:: WHAT YOU NEED TO DO ::
Rewrite the lines below as a numbered list, omitting any blank lines.

:: SUPPLIED MATERIAL ::
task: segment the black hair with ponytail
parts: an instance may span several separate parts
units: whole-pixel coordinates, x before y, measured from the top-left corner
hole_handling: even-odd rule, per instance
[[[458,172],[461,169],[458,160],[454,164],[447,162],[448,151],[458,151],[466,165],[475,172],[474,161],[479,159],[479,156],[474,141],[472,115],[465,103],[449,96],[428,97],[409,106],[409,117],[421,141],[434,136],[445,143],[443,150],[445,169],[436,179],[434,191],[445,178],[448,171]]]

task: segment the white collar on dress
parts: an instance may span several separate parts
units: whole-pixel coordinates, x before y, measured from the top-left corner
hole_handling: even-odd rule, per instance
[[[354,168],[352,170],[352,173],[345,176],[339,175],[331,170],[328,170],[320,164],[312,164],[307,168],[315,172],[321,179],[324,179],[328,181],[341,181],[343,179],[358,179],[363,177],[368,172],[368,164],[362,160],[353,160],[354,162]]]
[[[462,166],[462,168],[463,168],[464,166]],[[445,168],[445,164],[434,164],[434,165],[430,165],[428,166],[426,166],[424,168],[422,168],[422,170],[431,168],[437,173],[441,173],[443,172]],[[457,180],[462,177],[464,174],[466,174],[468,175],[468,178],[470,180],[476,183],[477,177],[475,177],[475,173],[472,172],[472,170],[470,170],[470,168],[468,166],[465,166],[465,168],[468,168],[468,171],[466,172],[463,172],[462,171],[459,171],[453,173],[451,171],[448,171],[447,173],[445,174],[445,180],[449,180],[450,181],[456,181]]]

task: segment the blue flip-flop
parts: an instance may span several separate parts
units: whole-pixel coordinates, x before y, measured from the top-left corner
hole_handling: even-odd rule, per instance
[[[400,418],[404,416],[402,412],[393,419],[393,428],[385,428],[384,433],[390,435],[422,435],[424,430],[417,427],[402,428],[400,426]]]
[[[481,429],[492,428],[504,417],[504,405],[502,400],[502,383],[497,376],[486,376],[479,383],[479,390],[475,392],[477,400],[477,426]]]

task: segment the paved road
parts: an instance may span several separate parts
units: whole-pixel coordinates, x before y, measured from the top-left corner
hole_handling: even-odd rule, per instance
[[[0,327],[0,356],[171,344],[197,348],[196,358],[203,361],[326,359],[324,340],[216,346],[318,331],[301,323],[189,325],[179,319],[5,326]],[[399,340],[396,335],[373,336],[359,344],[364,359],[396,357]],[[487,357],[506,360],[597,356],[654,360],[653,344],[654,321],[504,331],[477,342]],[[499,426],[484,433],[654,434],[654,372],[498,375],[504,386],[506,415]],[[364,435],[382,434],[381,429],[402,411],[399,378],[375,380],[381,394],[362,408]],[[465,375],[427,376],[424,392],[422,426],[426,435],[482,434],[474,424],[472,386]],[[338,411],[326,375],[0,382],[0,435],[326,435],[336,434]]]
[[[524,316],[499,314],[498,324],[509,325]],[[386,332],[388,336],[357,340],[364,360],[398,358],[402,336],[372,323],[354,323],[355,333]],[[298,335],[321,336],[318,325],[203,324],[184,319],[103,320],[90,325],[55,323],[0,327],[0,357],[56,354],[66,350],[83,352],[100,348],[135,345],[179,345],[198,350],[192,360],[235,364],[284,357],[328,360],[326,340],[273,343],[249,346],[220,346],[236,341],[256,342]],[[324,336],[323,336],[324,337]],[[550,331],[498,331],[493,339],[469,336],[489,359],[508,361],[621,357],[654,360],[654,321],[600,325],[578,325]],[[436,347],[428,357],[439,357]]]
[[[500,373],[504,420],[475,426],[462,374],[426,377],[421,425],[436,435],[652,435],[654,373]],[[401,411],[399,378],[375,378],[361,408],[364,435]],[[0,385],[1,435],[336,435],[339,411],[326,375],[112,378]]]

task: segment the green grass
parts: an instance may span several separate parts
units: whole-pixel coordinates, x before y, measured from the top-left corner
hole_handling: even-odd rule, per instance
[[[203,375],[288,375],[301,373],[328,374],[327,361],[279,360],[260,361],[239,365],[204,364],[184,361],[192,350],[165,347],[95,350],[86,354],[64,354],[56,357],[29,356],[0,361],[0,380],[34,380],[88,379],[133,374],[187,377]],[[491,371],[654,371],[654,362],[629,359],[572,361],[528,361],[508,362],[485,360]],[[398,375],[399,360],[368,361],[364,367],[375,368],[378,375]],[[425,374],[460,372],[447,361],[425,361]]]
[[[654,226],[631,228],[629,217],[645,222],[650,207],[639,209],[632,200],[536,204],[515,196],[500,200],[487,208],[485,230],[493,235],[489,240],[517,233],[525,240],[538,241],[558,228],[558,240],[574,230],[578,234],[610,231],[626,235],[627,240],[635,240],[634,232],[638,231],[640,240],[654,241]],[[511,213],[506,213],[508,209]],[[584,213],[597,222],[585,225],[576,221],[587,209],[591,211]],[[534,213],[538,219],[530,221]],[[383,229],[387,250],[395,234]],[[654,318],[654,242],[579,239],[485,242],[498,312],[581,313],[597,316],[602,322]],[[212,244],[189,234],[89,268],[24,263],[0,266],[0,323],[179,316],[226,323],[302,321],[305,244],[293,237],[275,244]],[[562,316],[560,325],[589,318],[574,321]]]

:: EXPECTED ANSWER ::
1. task: segment the black hair with ponytail
2. parts: an instance may span several separate parts
3. units: whole-pixel coordinates, x before y, measured from the top-left corner
4. hole_handling: even-odd rule, per instance
5. [[[458,172],[461,169],[458,160],[454,164],[447,162],[448,151],[458,151],[466,165],[475,172],[474,161],[479,159],[479,156],[474,141],[472,115],[465,103],[449,96],[428,97],[409,106],[409,117],[421,141],[434,136],[445,143],[443,150],[445,169],[436,179],[434,191],[445,178],[448,171]]]
6. task: segment the white collar on dress
7. parts: an instance may span several separate parts
8. units: whole-pixel coordinates, x before y, measured from the top-left corner
9. hole_handling: even-odd rule, per instance
10. [[[354,168],[352,170],[352,173],[345,176],[339,175],[331,170],[328,170],[320,164],[312,164],[307,168],[315,172],[321,179],[324,179],[328,181],[341,181],[343,179],[358,179],[363,177],[368,172],[368,164],[362,160],[353,160],[354,162]]]
11. [[[462,166],[462,168],[463,168],[464,166]],[[445,168],[445,164],[434,164],[434,165],[430,165],[428,166],[426,166],[424,168],[422,168],[422,170],[431,168],[437,173],[441,173],[443,172]],[[457,180],[462,177],[464,174],[466,174],[468,175],[468,178],[470,180],[476,183],[477,177],[475,177],[475,173],[472,172],[472,170],[470,170],[470,168],[468,166],[465,166],[465,168],[468,168],[468,171],[466,172],[463,172],[462,171],[459,171],[453,173],[451,171],[448,171],[447,173],[445,174],[445,180],[449,180],[450,181],[456,181]]]
12. task: segment the blue flip-flop
13. parts: an instance may span several separate parts
14. units: whole-pixel coordinates, x before y, measured from the top-left corner
15. hole_handling: even-odd rule, per instance
16. [[[400,418],[404,416],[402,412],[393,419],[393,428],[385,428],[384,433],[390,435],[422,435],[424,430],[417,427],[402,428],[400,426]]]
17. [[[481,429],[492,428],[504,417],[504,405],[502,400],[502,383],[497,376],[486,376],[479,383],[479,390],[475,392],[477,400],[477,426]]]
18. task: segment the paved road
19. parts: an instance may span several separate parts
20. units: whole-pixel coordinates, x before y, measured from the top-left corner
21. hole_handling: even-odd rule, per instance
22. [[[0,327],[0,356],[171,344],[197,348],[196,358],[203,361],[326,359],[324,340],[216,346],[318,331],[301,323],[189,325],[179,319],[5,326]],[[399,340],[396,335],[373,336],[359,344],[364,359],[396,357]],[[487,357],[506,360],[597,356],[654,360],[653,344],[654,321],[504,331],[477,342]],[[499,426],[484,433],[654,434],[654,372],[498,375],[504,386],[506,415]],[[364,435],[382,434],[381,429],[402,411],[399,378],[375,380],[381,394],[362,408]],[[465,375],[427,376],[424,392],[422,426],[426,435],[482,434],[474,424],[472,386]],[[338,411],[326,375],[0,382],[0,435],[326,435],[336,434]]]
23. [[[524,316],[499,314],[498,324],[509,325]],[[386,332],[388,336],[357,340],[364,360],[398,358],[402,336],[372,323],[354,323],[355,333]],[[298,335],[321,336],[318,325],[203,324],[184,319],[103,320],[90,325],[55,323],[0,327],[0,357],[56,354],[66,350],[83,352],[100,348],[135,345],[179,345],[198,350],[192,360],[235,364],[284,357],[328,360],[326,340],[273,343],[249,346],[220,346],[236,341],[256,342]],[[324,336],[323,336],[324,337]],[[550,331],[498,331],[493,339],[469,336],[489,359],[508,361],[621,357],[654,360],[654,321],[600,325],[578,325]],[[436,347],[428,357],[439,357]]]
24. [[[500,373],[504,420],[475,426],[462,374],[426,377],[421,425],[436,435],[652,435],[654,373]],[[401,411],[399,378],[375,378],[361,408],[364,435]],[[0,385],[1,435],[336,435],[339,411],[326,375],[112,378]]]
25. task: segment the green grass
26. parts: an instance may span several separate parts
27. units: whole-pixel coordinates, x before y, measured from the top-left corner
28. hole_handling: even-odd rule, per instance
29. [[[203,375],[288,375],[301,373],[328,374],[327,361],[279,360],[260,361],[239,365],[204,364],[184,361],[192,350],[165,347],[95,350],[86,354],[64,354],[56,357],[29,356],[0,361],[0,380],[34,380],[88,379],[133,374],[187,377]],[[491,371],[654,371],[654,362],[629,359],[572,361],[528,361],[508,362],[485,360]],[[398,375],[399,360],[368,361],[364,367],[375,368],[378,375]],[[425,374],[460,372],[447,361],[425,361]]]
30. [[[654,226],[631,228],[629,217],[645,222],[650,207],[639,209],[632,200],[536,204],[515,196],[500,200],[487,208],[485,230],[493,235],[489,240],[517,233],[525,240],[538,241],[558,228],[558,240],[574,230],[578,234],[610,231],[626,235],[627,240],[635,240],[634,232],[638,231],[640,240],[654,241]],[[511,213],[506,213],[508,209]],[[584,213],[597,222],[585,225],[576,221],[587,209],[591,211]],[[534,213],[538,219],[530,221]],[[383,229],[387,250],[395,234]],[[654,318],[654,242],[579,239],[485,242],[498,312],[581,313],[597,316],[602,322]],[[212,244],[189,234],[89,268],[24,263],[0,266],[0,323],[179,316],[226,323],[302,321],[305,244],[293,237],[275,244]],[[562,316],[560,325],[589,318],[574,321]]]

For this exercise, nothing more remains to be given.